## Brano scelto
((
Il buio ormai è entrato dentro di noi, ma le pupille imparano a gestirlo, e l’arrivo nella stazione finale ci sballottola verso altre dimensioni, materiali, e siamo al “cieco, monumento monumentale, fuori da ogni scala e da ogni logica, infatti non è solo una scultura ma un’architettura, una casa umana, il simbolo della modernità (il grattacielo) squarciato dalla violenza del terrorismo (religioso).

Nel rapporto tra oggetto offeso, frutto della grandezza dell’uomo, si innesca la cecità di chi vuole annientare questo innalzamento verso mete e intelligenze che, il (fanatismo) cieco non può vedere e che, non riesce a sopportare. Niente di politico solo una guerra tra segni e risultati, ma è chiaro che l’artista deve prendere una posizione etica rispetto al principio di alterità della volgarità dell’oltransismo in tutte le sue declinazioni e la possenza monolitica della cultura.

In questo caso l’architettura viene vista come un bersaglio della modernità da abbattere, ma la trasfigurazione in opera d’arte ne ingloba l’elemento cattivo che l’ha violentata. Tre parole, tre mondi, tre universi concettuali, antropologici, costellazioni di principi che dialogano nel silenzio di queste navate industriali, e raccontano attraverso la storia del mondo, i principi che hanno distrutto la nostra società contemporanea, a partire da un’idea scombinata della modernità.
))
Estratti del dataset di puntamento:
((
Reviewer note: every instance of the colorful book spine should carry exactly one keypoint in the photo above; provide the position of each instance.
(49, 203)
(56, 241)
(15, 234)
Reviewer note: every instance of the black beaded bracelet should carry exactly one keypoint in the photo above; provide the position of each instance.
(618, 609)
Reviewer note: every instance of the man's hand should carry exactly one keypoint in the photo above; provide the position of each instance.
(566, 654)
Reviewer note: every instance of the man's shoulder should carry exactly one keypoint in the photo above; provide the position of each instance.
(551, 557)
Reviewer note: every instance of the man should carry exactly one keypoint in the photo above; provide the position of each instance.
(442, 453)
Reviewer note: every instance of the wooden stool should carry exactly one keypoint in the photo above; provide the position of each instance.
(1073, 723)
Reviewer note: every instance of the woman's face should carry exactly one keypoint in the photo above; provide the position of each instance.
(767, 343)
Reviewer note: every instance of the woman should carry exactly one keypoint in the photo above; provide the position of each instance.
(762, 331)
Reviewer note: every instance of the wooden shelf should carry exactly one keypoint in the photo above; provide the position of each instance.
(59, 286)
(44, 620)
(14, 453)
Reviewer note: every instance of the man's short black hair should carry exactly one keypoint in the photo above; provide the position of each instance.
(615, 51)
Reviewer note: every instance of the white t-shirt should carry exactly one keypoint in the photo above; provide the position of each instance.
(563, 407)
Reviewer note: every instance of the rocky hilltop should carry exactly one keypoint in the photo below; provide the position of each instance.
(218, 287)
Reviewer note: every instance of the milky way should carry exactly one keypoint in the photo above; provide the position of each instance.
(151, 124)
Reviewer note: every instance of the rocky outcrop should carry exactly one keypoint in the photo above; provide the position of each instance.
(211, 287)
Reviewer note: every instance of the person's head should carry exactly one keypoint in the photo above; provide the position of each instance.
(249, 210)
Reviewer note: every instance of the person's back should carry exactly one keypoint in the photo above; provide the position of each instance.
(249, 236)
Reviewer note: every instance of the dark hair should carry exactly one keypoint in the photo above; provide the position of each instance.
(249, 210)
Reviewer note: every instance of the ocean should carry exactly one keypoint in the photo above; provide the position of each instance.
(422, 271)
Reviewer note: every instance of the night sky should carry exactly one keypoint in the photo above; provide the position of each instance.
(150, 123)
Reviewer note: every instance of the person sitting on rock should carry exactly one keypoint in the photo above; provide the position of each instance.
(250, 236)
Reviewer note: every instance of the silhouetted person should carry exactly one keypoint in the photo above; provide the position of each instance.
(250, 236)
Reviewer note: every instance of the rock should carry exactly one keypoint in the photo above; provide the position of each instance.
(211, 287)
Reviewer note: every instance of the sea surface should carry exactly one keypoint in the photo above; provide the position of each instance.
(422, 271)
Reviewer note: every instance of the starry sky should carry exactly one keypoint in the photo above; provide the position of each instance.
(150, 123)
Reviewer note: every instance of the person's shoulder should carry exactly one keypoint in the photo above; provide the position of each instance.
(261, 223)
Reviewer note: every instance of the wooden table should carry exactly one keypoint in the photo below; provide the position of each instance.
))
## Elenco dei compiti
1. Elenca tutte le parole che, nel brano sul grattacielo squarciato, compaiono tra parentesi tonde.
2. Riprendi il brano sul grattacielo squarciato proseguendo dopo la sua ultima frase.

## Risposte in ordine
1. il grattacielo, religioso, fanatismo

2.
Cattelan è un grande artista, e dopo questa canalizzazione emozionante di segni, segnali, sogni, disegni e materie e materiali, ci consegna “la scatola nera” degli ultimi decenni, perché oltre a questo silenzio non si potrà andare e dopo questa densità sentiamo la necessità di fermarci a riflettere per ricominciare a pensare a qualche forma di futuro.

Se l’arte ha qualche scopo, una sola necessità, allora questo giovane sessantenne ha cercato di dircelo dopo averci depistato per molto tempo, ma sembra esser giunto il momento di cambiare i connotati ad una società che non sa respirare che produce fantasmi che si è rifugiata nella comodità della cecità.

Breath ghosts blind produce quel senso profondo di inadeguatezza che ha accompagnato l’azione di tanti che avrebbero dovuto ridarci il migliore mondo possibile, mentre finivano di depredarne ogni stupore, e la residua meraviglia, non sarà Maurizio Cattelan, né la bellezza a salvarlo ma forse è stato uno dei pochi ad averci costretto a guardare quell’abisso, con gli occhi soavi di un eterno bambino.